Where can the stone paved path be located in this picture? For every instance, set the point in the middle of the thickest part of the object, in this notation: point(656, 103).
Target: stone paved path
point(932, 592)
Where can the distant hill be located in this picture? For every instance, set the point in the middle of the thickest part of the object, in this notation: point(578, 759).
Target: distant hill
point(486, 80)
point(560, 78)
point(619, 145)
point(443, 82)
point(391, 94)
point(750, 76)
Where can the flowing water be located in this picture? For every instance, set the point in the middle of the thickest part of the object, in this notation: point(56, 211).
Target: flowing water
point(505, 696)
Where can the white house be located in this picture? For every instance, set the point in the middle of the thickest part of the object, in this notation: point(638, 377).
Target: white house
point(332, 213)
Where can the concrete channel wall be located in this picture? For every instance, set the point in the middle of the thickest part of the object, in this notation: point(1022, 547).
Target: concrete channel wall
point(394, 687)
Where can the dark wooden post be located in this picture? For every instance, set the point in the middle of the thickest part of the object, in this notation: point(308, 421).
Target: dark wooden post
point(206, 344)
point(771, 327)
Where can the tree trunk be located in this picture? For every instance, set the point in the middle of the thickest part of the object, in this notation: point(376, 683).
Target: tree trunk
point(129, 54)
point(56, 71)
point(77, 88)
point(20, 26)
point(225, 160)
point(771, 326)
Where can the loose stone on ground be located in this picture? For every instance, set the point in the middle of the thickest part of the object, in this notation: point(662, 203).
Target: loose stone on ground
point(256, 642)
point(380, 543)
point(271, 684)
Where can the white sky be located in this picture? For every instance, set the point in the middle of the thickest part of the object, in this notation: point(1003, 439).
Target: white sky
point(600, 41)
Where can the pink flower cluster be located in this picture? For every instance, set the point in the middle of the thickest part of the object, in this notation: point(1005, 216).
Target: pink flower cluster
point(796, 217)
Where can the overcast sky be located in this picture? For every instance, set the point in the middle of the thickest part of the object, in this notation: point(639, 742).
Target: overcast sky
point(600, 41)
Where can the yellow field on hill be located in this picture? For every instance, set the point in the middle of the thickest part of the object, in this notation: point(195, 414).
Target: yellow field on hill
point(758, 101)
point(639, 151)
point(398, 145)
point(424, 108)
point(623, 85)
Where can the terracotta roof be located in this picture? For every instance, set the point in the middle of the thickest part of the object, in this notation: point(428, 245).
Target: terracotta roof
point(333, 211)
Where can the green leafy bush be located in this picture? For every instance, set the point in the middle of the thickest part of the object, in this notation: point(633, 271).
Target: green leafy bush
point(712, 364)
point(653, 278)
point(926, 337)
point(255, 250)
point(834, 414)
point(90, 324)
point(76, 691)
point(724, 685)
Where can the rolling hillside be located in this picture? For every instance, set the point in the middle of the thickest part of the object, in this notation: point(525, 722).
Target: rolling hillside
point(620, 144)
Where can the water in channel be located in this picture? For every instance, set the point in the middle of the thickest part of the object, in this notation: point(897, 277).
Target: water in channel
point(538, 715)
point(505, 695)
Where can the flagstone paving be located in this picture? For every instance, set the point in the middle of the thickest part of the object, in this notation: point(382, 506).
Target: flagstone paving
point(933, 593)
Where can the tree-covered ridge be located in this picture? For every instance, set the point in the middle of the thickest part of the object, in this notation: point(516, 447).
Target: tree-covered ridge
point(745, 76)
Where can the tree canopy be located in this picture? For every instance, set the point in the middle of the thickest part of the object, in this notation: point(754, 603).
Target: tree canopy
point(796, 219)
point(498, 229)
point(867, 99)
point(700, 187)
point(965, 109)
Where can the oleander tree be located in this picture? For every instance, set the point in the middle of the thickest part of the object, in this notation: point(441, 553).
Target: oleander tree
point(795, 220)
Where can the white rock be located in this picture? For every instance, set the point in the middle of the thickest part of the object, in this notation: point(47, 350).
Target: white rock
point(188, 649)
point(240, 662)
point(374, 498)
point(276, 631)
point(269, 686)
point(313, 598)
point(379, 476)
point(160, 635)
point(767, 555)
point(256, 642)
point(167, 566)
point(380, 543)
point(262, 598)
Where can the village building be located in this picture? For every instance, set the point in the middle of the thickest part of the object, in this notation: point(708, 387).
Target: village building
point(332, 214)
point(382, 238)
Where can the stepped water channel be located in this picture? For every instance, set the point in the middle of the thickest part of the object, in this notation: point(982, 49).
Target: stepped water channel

_ _ _ _ _ _ _

Given exercise =>
Repeat the records above exactly, leaving none out.

Complete output =>
Where can the stone paved path be located in this picture? For every instance, set the point in the middle of the thickest part of the object, in this notation: point(656, 103).
Target: stone paved path
point(932, 592)
Where can the distant hill be located in this picture? For every instance, set the point in the middle of the thickest part of the object, in this notation: point(578, 759).
Target: distant hill
point(486, 80)
point(560, 78)
point(619, 145)
point(443, 82)
point(391, 94)
point(750, 76)
Where can the flowing water be located in this picture? For every instance, set the point in the middle of the thickest part of the object, in this notation: point(56, 211).
Target: flowing water
point(505, 696)
Where can the white house be located in this picture? For every instance, set the point in the middle of the thickest part of the object, in this notation: point(638, 377).
Target: white house
point(332, 213)
Where can the concrete channel wall be located in this picture? For every instance, set the point in the middle of the thickest part of the object, in this notation: point(1022, 547).
Target: concrete channel wall
point(394, 687)
Where can the dark wooden post be located in this picture? For every instance, set the point in the middle of the thickest part of the object, in this notation: point(308, 421).
Target: dark wooden post
point(206, 344)
point(771, 327)
Where can the tree trunk be located in this picture? For every instance, set the point in the middle of the thickest part of the object, in this notation: point(376, 683).
Target: tree trunk
point(129, 54)
point(56, 71)
point(77, 88)
point(20, 26)
point(225, 160)
point(771, 326)
Where can the loose stone on ground be located in this picture? For every instance, set the point in the middle of the thickest part of the object, in this notation: point(662, 203).
Target: loose stone on ground
point(256, 642)
point(380, 543)
point(271, 684)
Where can the white sky be located in this picture? For every instance, set the point in the middle of the thickest part of the object, in this notation: point(1003, 439).
Target: white sky
point(600, 41)
Where can the pink flower cluster be located in this picture? For every instance, set the point in the middle of the thickest part of the object, in this notation: point(1005, 216).
Target: pink flower cluster
point(796, 217)
Where can the overcast sky be located in this picture? For every instance, set the point in the middle of the thickest part of the object, in this notation: point(639, 742).
Target: overcast sky
point(600, 41)
Where can the yellow field on hill be located in this picture? For every instance, set the point in the middle of the thickest part of the object, in this notation: point(195, 414).
Target: yellow field on hill
point(758, 101)
point(639, 151)
point(398, 145)
point(424, 108)
point(623, 85)
Where can the terracotta roof be located in this picture? For every instance, set the point in the middle of the thickest part of the object, in this notation: point(428, 245).
Target: terracotta roof
point(333, 211)
Where can the green leafy bush be located in this picture? For every instance, set the point in the middle of the thickest part of the object, in this notation: point(633, 271).
Target: green leafy bush
point(712, 364)
point(653, 278)
point(926, 337)
point(255, 250)
point(834, 414)
point(90, 324)
point(76, 691)
point(724, 685)
Where can the rolling hillside be located in this picture? For every instance, set the point in the middle of the thickest part of the object, in this notation: point(525, 722).
Target: rolling hillside
point(620, 144)
Where can the water in channel be located in this picture? For every instance, set the point in the middle of the thickest part of the object, in this notation: point(897, 277).
Target: water in channel
point(538, 715)
point(505, 695)
Where can the flagstone paving be located in this picture? For every instance, set the point in the middle of the thickest part of the object, in this notation: point(382, 506).
Target: flagstone paving
point(933, 593)
Where can the tree-covered ridge be located in this picture? For every instance, set the point in the middle of the thickest part of the object, in this notation: point(516, 447).
Target: tree-covered ridge
point(745, 76)
Where can the tree canopy be located in this picture? For every instance, set the point in the middle of the thickest part of the object, in this notation: point(754, 603).
Target: tree canopy
point(796, 219)
point(498, 229)
point(867, 99)
point(700, 187)
point(965, 109)
Where can the oleander tree be located in this picture? For every instance, set the point in the middle of the thickest part of the object, in this notation: point(441, 553).
Target: oleander tree
point(795, 220)
Where can the white rock be located in this picture? For every instance, set the point in the middle of the thickest part of the object, in this notation: point(47, 350).
Target: white rock
point(188, 649)
point(240, 662)
point(374, 498)
point(276, 631)
point(269, 686)
point(313, 598)
point(379, 476)
point(160, 635)
point(767, 555)
point(256, 642)
point(167, 566)
point(380, 543)
point(262, 598)
Where can the village building be located in this picture? For every instance, set the point in the middle of the thickest part of the object, in this notation: point(708, 387).
Target: village building
point(332, 214)
point(382, 238)
Where can the stepped water channel be located in this picture? For every instance, set the point in the middle of the thickest part of the object, in this notation: point(982, 49).
Target: stepped water channel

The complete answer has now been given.